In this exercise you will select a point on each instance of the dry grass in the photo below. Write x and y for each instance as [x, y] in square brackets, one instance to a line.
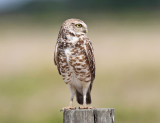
[127, 76]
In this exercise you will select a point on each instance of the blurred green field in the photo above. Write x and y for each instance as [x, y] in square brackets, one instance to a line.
[127, 52]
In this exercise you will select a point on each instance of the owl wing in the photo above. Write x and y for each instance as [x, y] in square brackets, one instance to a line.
[90, 57]
[56, 57]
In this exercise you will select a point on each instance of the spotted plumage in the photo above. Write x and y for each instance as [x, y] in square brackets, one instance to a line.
[74, 59]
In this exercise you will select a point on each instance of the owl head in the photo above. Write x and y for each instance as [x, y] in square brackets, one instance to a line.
[75, 26]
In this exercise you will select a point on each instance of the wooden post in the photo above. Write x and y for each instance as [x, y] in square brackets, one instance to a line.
[100, 115]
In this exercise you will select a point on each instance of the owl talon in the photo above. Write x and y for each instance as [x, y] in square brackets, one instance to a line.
[68, 108]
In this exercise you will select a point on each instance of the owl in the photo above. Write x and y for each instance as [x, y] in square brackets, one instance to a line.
[75, 61]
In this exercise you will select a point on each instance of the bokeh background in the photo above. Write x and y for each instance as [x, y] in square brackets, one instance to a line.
[126, 39]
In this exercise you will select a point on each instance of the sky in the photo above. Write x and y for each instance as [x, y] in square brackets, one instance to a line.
[8, 5]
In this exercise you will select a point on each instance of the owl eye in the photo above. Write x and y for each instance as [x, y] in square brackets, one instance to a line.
[78, 25]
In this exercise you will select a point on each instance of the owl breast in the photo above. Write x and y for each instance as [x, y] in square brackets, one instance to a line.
[74, 66]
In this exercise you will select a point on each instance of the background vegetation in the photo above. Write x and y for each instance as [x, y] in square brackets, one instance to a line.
[125, 36]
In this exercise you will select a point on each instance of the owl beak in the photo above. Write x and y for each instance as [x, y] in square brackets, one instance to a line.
[85, 31]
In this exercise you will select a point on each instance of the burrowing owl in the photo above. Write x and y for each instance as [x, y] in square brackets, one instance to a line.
[75, 60]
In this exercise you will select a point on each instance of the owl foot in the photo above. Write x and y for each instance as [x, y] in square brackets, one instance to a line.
[68, 108]
[85, 107]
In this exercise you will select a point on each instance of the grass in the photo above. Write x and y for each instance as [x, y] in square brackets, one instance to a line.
[127, 70]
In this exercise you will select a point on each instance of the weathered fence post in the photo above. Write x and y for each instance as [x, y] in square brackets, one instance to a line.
[100, 115]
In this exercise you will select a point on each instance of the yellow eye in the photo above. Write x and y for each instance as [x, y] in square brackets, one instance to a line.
[79, 25]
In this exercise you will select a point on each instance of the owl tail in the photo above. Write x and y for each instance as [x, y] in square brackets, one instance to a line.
[80, 97]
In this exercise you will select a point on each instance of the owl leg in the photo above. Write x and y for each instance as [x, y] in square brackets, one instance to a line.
[85, 89]
[73, 91]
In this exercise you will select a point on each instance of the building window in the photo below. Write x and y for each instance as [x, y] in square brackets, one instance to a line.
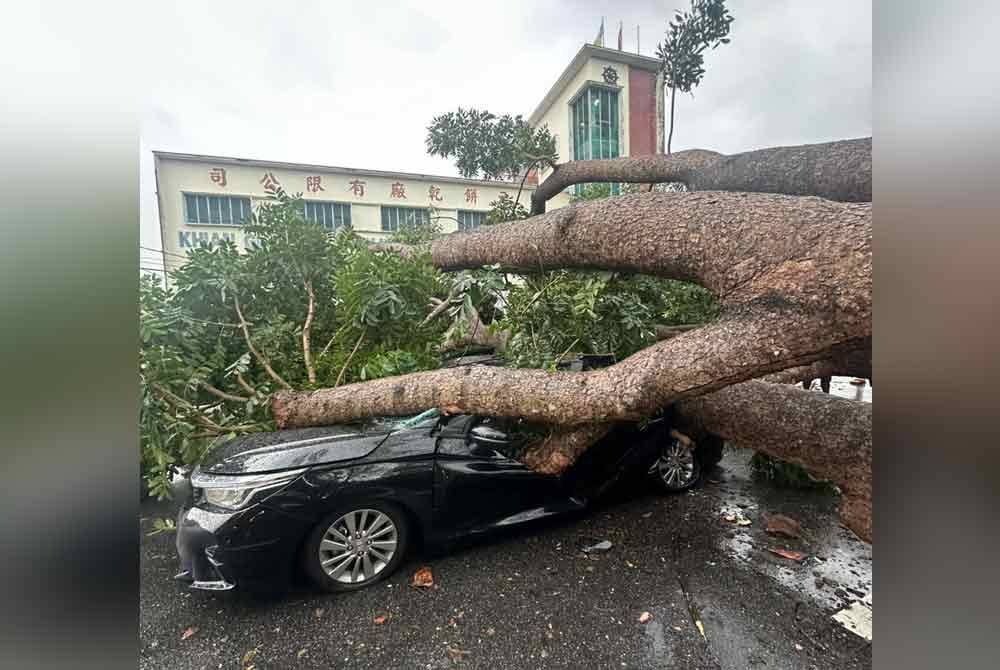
[595, 126]
[470, 220]
[394, 218]
[330, 215]
[221, 210]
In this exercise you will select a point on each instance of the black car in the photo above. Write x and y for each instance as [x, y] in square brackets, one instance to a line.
[344, 503]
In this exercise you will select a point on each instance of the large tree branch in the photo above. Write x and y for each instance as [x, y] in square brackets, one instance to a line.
[834, 170]
[794, 275]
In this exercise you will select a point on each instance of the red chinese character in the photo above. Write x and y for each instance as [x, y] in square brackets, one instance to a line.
[313, 184]
[218, 176]
[270, 182]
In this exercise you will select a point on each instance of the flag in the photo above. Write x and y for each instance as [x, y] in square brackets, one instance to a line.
[599, 40]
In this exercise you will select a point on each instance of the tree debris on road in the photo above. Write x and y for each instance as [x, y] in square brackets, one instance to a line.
[779, 524]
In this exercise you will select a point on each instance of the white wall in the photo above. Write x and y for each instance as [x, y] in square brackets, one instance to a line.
[558, 116]
[176, 177]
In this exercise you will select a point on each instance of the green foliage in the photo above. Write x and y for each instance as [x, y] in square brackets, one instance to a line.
[705, 25]
[505, 208]
[553, 313]
[368, 315]
[490, 146]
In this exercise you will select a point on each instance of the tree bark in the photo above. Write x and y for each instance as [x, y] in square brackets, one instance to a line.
[829, 436]
[793, 276]
[839, 170]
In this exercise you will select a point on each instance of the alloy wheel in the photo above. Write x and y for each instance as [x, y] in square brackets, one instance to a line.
[676, 466]
[358, 546]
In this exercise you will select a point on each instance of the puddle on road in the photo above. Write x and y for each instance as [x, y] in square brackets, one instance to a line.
[837, 570]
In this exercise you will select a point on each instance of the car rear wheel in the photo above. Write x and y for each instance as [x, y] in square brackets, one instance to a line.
[677, 468]
[356, 547]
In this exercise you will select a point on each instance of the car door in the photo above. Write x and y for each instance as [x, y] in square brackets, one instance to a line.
[477, 486]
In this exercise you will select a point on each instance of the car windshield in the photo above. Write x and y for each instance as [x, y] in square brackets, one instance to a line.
[414, 421]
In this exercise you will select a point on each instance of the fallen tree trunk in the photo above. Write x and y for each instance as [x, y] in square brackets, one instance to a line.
[834, 170]
[793, 276]
[829, 436]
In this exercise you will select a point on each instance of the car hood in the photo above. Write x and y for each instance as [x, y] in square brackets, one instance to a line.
[287, 449]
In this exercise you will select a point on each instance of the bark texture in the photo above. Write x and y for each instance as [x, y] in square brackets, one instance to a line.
[839, 170]
[793, 276]
[829, 436]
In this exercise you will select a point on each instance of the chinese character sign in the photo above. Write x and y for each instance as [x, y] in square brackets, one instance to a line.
[314, 184]
[358, 188]
[218, 176]
[270, 182]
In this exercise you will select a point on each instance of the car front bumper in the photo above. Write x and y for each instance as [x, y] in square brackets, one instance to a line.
[251, 548]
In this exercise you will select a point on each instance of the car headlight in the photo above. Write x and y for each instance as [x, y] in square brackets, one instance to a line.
[233, 492]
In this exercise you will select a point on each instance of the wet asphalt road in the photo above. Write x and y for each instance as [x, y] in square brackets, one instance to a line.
[531, 599]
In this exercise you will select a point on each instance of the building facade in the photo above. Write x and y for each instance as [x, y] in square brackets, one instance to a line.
[606, 104]
[204, 199]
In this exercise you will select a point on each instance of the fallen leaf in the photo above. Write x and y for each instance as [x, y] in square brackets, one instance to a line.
[423, 578]
[737, 518]
[779, 524]
[604, 545]
[457, 654]
[788, 553]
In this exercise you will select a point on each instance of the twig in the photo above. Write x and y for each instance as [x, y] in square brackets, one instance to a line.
[348, 361]
[517, 200]
[219, 393]
[440, 307]
[332, 338]
[253, 350]
[246, 387]
[306, 351]
[572, 344]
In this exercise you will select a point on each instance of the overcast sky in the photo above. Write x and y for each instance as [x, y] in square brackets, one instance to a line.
[356, 84]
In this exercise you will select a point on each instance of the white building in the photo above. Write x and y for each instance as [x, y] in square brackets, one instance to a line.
[606, 103]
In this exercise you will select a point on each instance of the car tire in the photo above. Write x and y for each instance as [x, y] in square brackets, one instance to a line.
[677, 468]
[350, 548]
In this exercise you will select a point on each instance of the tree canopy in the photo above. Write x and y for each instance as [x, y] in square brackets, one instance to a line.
[488, 146]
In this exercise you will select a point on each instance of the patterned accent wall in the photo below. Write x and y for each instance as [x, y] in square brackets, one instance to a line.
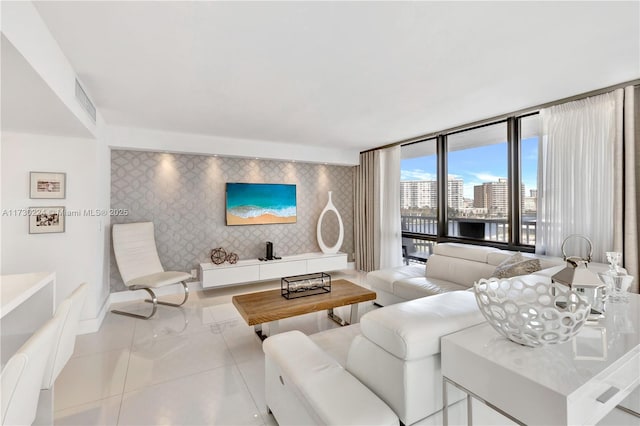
[184, 196]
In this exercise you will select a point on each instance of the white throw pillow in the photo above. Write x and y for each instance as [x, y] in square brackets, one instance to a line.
[516, 265]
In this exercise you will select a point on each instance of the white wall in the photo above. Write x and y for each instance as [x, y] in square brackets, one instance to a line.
[118, 137]
[77, 254]
[24, 28]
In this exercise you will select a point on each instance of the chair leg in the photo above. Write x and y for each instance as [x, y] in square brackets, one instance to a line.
[153, 300]
[186, 296]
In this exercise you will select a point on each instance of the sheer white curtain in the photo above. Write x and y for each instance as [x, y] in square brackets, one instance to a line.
[388, 235]
[576, 189]
[378, 237]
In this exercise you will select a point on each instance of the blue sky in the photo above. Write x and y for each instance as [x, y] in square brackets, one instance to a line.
[477, 165]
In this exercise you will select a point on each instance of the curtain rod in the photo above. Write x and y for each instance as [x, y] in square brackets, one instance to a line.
[524, 111]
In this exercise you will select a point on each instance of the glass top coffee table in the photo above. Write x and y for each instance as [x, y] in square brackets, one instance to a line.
[269, 306]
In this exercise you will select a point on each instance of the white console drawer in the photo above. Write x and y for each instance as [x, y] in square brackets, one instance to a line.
[330, 263]
[279, 269]
[224, 276]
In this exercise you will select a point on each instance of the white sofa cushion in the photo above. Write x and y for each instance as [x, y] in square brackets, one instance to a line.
[415, 288]
[383, 279]
[464, 251]
[300, 384]
[412, 330]
[516, 265]
[497, 257]
[457, 270]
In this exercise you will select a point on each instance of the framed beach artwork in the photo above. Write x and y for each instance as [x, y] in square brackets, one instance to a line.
[260, 203]
[48, 185]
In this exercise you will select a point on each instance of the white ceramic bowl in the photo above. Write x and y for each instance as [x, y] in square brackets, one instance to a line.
[524, 310]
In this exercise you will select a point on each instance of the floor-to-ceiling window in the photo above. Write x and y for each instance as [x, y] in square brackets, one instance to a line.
[419, 199]
[529, 147]
[477, 184]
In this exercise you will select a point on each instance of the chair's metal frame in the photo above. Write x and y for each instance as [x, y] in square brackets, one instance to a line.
[154, 300]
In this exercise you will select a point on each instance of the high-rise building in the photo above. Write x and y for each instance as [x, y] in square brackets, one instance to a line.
[424, 193]
[418, 193]
[456, 193]
[494, 196]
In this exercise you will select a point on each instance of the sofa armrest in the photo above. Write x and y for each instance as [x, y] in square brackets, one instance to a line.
[304, 385]
[412, 330]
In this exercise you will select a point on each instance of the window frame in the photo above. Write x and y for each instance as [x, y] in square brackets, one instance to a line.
[514, 218]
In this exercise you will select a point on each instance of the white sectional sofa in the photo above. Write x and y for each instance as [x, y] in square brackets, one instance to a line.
[451, 267]
[391, 373]
[391, 370]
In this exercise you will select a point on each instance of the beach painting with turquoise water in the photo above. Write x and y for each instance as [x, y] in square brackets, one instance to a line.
[260, 203]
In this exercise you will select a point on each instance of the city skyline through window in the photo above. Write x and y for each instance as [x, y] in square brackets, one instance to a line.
[478, 187]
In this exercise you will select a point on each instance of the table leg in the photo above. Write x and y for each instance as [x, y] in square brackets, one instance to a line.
[354, 314]
[273, 327]
[258, 329]
[336, 318]
[445, 403]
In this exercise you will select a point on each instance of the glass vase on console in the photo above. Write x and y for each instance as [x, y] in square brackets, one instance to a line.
[616, 279]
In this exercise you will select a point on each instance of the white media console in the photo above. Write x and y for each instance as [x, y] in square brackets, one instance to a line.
[245, 271]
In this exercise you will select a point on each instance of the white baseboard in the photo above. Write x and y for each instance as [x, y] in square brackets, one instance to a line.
[92, 325]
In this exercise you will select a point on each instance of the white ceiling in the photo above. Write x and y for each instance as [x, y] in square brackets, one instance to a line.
[338, 74]
[28, 104]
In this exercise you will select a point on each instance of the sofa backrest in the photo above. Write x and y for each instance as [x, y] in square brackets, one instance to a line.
[462, 264]
[465, 264]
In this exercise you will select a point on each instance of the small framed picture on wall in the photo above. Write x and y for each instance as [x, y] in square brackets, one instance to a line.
[46, 220]
[50, 185]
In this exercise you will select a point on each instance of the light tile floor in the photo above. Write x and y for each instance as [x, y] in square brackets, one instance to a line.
[196, 365]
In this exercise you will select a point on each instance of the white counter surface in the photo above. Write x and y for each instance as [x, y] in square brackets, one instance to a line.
[16, 289]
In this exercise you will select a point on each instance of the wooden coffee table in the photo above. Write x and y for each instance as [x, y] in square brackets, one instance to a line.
[270, 306]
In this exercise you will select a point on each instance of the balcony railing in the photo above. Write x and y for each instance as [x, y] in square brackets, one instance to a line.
[487, 229]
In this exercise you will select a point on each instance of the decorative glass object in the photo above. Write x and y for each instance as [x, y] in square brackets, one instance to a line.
[529, 312]
[330, 208]
[616, 279]
[305, 285]
[618, 284]
[578, 277]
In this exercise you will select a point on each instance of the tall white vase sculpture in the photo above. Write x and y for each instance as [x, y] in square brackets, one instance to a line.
[333, 249]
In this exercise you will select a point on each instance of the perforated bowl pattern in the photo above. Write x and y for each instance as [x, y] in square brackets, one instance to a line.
[527, 312]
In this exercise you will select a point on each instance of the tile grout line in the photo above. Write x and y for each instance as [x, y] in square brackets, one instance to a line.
[244, 381]
[124, 382]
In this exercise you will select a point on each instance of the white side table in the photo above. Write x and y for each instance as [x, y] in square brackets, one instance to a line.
[577, 382]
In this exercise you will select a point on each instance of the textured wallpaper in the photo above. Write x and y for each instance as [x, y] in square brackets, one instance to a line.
[184, 196]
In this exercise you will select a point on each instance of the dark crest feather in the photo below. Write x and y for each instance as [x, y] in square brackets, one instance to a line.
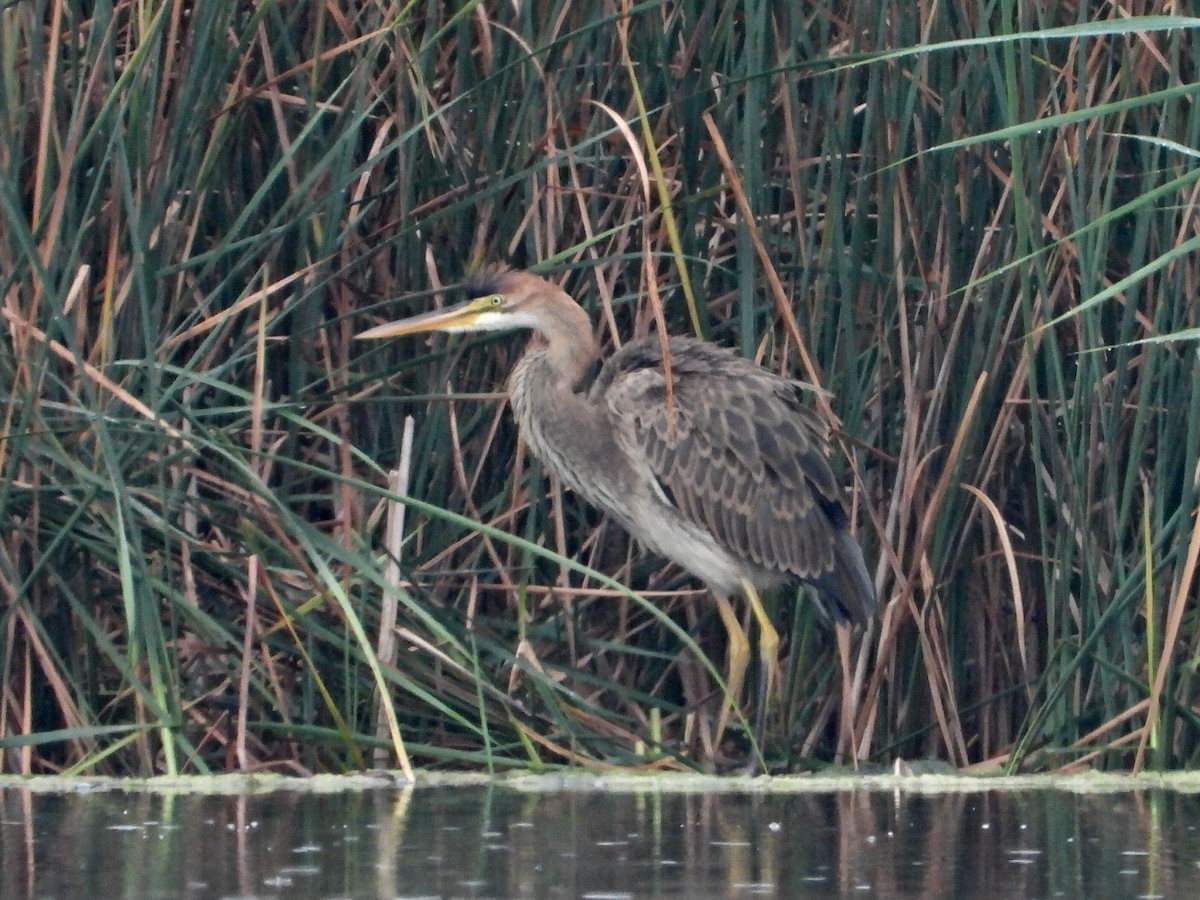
[489, 280]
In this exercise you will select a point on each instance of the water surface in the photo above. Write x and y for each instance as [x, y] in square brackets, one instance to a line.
[591, 839]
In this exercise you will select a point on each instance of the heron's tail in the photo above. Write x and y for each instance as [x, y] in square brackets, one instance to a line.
[845, 592]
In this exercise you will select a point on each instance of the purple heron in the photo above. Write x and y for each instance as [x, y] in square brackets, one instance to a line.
[729, 478]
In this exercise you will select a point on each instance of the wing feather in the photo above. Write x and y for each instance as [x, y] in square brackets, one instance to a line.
[742, 457]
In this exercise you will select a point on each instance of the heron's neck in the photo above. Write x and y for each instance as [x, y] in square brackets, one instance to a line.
[564, 348]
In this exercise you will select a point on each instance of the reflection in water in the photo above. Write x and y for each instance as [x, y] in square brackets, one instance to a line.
[499, 841]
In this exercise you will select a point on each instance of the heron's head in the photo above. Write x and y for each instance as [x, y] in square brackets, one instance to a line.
[498, 299]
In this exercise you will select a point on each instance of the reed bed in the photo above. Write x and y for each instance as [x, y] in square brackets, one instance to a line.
[977, 226]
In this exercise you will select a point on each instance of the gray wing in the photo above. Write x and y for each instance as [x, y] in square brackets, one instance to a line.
[744, 460]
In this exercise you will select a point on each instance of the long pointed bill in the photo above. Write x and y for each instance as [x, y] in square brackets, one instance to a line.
[462, 317]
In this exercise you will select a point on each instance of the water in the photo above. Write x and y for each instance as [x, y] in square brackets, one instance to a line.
[499, 840]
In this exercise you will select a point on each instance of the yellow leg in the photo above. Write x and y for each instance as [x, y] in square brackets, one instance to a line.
[847, 742]
[768, 659]
[738, 659]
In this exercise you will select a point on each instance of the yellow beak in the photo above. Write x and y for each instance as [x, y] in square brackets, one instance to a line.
[461, 317]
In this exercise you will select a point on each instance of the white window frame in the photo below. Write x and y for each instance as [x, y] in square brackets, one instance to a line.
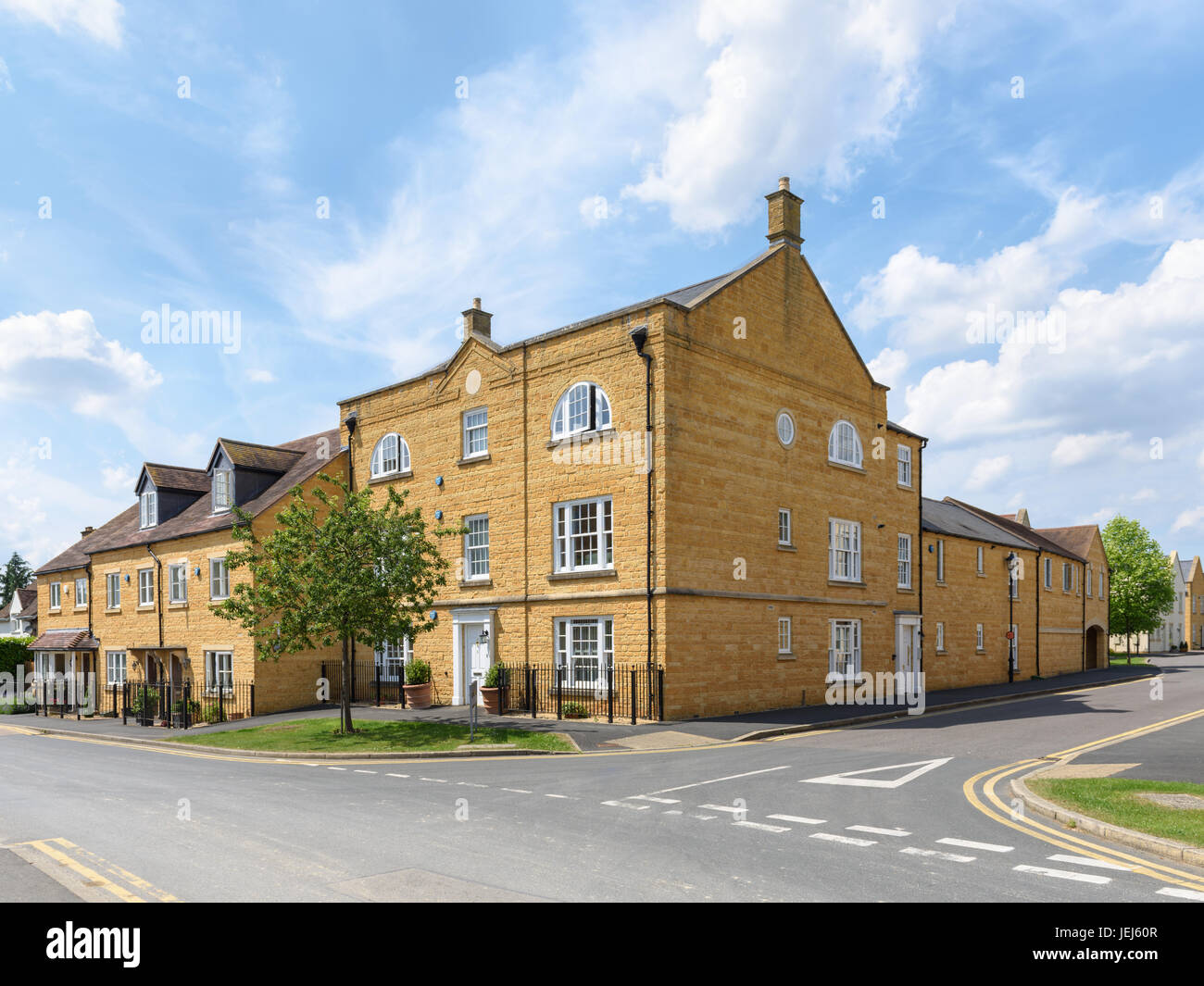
※
Pictures are left out; print exactly the lines from the one holding "the yellow leg" through the last line of the listing above, both included.

In this exercise you will select a point on each instance of the yellow leg in the photo above. Write x and y for each instance as [x, y] in square brackets, one instance to a line.
[847, 742]
[768, 659]
[738, 659]
In this exercise you will select a point on each instance of the yellow beak in the photo above. Write x and y for each instance as [x, y] in square brackets, one instance to a line.
[461, 317]
In this exercise you will select a point on each instance of the white window frame in the photo below. Write x and y for each instance as [x, y] in square brackets, one instance to a line.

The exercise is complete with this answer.